[TASK TO COMPLETE] Lay out every line of the records below as a Markdown table with two columns, "No." for the row number and "Line" for the text. Leave out blank lines.

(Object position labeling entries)

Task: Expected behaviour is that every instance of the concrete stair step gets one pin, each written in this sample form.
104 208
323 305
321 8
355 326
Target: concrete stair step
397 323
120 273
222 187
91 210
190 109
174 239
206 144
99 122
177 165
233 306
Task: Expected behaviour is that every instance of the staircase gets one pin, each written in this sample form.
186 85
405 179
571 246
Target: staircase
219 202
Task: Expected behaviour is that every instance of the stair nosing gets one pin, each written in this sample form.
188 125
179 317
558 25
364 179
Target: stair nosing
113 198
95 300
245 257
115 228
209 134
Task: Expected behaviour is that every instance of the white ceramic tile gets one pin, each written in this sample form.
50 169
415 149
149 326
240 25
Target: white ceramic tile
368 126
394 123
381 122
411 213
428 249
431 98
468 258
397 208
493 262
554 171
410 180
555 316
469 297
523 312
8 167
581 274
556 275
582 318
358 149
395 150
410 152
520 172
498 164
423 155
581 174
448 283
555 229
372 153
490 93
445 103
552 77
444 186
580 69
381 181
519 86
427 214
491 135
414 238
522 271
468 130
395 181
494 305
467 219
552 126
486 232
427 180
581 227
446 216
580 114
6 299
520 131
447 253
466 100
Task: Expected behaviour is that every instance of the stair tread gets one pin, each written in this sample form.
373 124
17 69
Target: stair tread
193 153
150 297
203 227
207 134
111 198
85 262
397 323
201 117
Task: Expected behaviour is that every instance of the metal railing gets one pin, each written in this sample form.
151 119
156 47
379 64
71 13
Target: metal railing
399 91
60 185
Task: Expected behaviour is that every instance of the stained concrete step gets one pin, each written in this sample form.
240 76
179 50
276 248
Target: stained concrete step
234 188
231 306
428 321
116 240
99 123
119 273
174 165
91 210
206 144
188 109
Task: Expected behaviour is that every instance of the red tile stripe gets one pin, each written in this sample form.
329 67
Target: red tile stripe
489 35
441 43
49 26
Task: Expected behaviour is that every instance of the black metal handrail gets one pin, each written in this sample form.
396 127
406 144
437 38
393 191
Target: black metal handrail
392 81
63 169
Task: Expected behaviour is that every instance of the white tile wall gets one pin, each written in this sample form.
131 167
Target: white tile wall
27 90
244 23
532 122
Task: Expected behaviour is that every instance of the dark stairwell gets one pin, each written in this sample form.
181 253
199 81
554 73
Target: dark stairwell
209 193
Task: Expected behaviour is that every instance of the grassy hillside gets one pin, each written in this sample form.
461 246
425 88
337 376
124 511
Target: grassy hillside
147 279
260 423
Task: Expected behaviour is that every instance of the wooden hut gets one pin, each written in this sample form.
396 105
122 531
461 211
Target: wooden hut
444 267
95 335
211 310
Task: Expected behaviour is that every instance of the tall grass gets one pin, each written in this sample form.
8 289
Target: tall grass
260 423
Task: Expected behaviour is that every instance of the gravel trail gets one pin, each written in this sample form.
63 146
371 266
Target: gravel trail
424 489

[SOLUTION BELOW]
| No. | Line |
|---|---|
| 1 | Task: Expected behaviour is that every instance of the concrete stair step gets one pin, each written in this sample form. |
| 2 | 104 208 |
| 3 | 323 305 |
| 4 | 321 8 |
| 5 | 355 326 |
| 6 | Target: concrete stair step |
| 7 | 397 323 |
| 8 | 120 273 |
| 9 | 222 187 |
| 10 | 91 210 |
| 11 | 190 109 |
| 12 | 174 239 |
| 13 | 206 144 |
| 14 | 99 122 |
| 15 | 177 165 |
| 16 | 233 306 |
| 17 | Task: Expected behaviour is that every instance of the staircase gets one pin, each written in this sample form. |
| 18 | 186 85 |
| 19 | 405 179 |
| 20 | 571 246 |
| 21 | Target: staircase |
| 22 | 219 202 |
| 23 | Task: Expected behaviour is that every instance of the stair nosing gets one pin, each written in this sample form. |
| 24 | 188 125 |
| 25 | 179 317 |
| 26 | 558 25 |
| 27 | 364 179 |
| 28 | Target: stair nosing |
| 29 | 113 198 |
| 30 | 95 300 |
| 31 | 245 257 |
| 32 | 115 228 |
| 33 | 209 134 |
| 34 | Task: Expected behaviour is that every instance of the white ceramic tile gets one pin, each written in this sample form. |
| 35 | 50 169 |
| 36 | 415 149 |
| 37 | 149 326 |
| 38 | 240 25 |
| 39 | Target: white ceramic tile |
| 40 | 368 126 |
| 41 | 394 123 |
| 42 | 381 122 |
| 43 | 411 213 |
| 44 | 428 249 |
| 45 | 431 98 |
| 46 | 468 258 |
| 47 | 397 208 |
| 48 | 493 262 |
| 49 | 554 171 |
| 50 | 410 180 |
| 51 | 555 316 |
| 52 | 469 297 |
| 53 | 523 312 |
| 54 | 8 167 |
| 55 | 581 274 |
| 56 | 556 275 |
| 57 | 582 318 |
| 58 | 358 149 |
| 59 | 395 150 |
| 60 | 410 152 |
| 61 | 520 172 |
| 62 | 498 164 |
| 63 | 423 155 |
| 64 | 581 174 |
| 65 | 448 283 |
| 66 | 555 229 |
| 67 | 372 153 |
| 68 | 490 93 |
| 69 | 445 103 |
| 70 | 552 77 |
| 71 | 444 186 |
| 72 | 580 69 |
| 73 | 381 181 |
| 74 | 519 86 |
| 75 | 427 214 |
| 76 | 491 135 |
| 77 | 414 238 |
| 78 | 522 271 |
| 79 | 468 130 |
| 80 | 395 181 |
| 81 | 494 305 |
| 82 | 467 219 |
| 83 | 552 126 |
| 84 | 486 232 |
| 85 | 427 180 |
| 86 | 581 227 |
| 87 | 446 216 |
| 88 | 580 114 |
| 89 | 6 299 |
| 90 | 520 131 |
| 91 | 447 253 |
| 92 | 466 100 |
| 93 | Task: Expected behaviour is that every instance of the stair tread gets one pin, each written in this sample form. |
| 94 | 373 124 |
| 95 | 17 69 |
| 96 | Target: stair tread |
| 97 | 193 153 |
| 98 | 150 297 |
| 99 | 203 227 |
| 100 | 207 134 |
| 101 | 111 198 |
| 102 | 85 262 |
| 103 | 397 323 |
| 104 | 201 117 |
| 105 | Task: Expected behaviour is that every instance of the metal railing gets one pin, each written in this sample form. |
| 106 | 151 119 |
| 107 | 156 47 |
| 108 | 379 64 |
| 109 | 71 13 |
| 110 | Target: metal railing |
| 111 | 399 91 |
| 112 | 60 185 |
| 113 | Task: Expected behaviour is that every instance of the stained concrete step gets one pin, each written in this sample form. |
| 114 | 240 76 |
| 115 | 179 50 |
| 116 | 276 248 |
| 117 | Target: stained concrete step |
| 118 | 234 188 |
| 119 | 231 306 |
| 120 | 428 321 |
| 121 | 116 240 |
| 122 | 99 123 |
| 123 | 119 273 |
| 124 | 174 165 |
| 125 | 91 210 |
| 126 | 206 144 |
| 127 | 188 109 |
| 128 | Task: Expected behaviour is that every instance of the red tile stripe gets one pin, each written in this sample form. |
| 129 | 329 67 |
| 130 | Target: red tile stripe |
| 131 | 489 35 |
| 132 | 441 43 |
| 133 | 49 26 |
| 134 | Task: Expected behaviour is that every instance of the black metal handrail gets one pin, each written in this sample form. |
| 135 | 396 127 |
| 136 | 406 144 |
| 137 | 437 38 |
| 138 | 393 191 |
| 139 | Target: black metal handrail |
| 140 | 392 81 |
| 141 | 63 169 |
| 142 | Task: Expected behaviour is that every instance of the white tile wall gets one pin, each written in this sample form. |
| 143 | 131 167 |
| 144 | Target: white tile wall |
| 145 | 27 90 |
| 146 | 244 23 |
| 147 | 532 122 |
| 148 | Task: Expected behaviour is that every instance of the dark stairwell gets one pin, each written in this sample form. |
| 149 | 181 253 |
| 150 | 199 81 |
| 151 | 554 73 |
| 152 | Target: dark stairwell |
| 153 | 209 193 |
| 154 | Task: Expected behaviour is that every instance of the grassy hillside gets one pin, each written in this sample form. |
| 155 | 461 246 |
| 156 | 425 88 |
| 157 | 337 376 |
| 158 | 124 511 |
| 159 | Target: grassy hillside |
| 160 | 147 279 |
| 161 | 260 423 |
| 162 | Task: Expected behaviour is that every instance of the wooden hut gets one pin, each written in this sample form. |
| 163 | 396 105 |
| 164 | 122 531 |
| 165 | 461 211 |
| 166 | Target: wooden hut |
| 167 | 444 267 |
| 168 | 95 335 |
| 169 | 211 310 |
| 170 | Task: Expected behaviour is that every instance of the tall grass gets one pin, each written in this sample form. |
| 171 | 8 289 |
| 172 | Target: tall grass |
| 173 | 260 423 |
| 174 | Task: Expected behaviour is that every instance of the gravel trail gets one pin, each written in this sample form. |
| 175 | 63 146 |
| 176 | 371 266 |
| 177 | Target: gravel trail |
| 178 | 424 489 |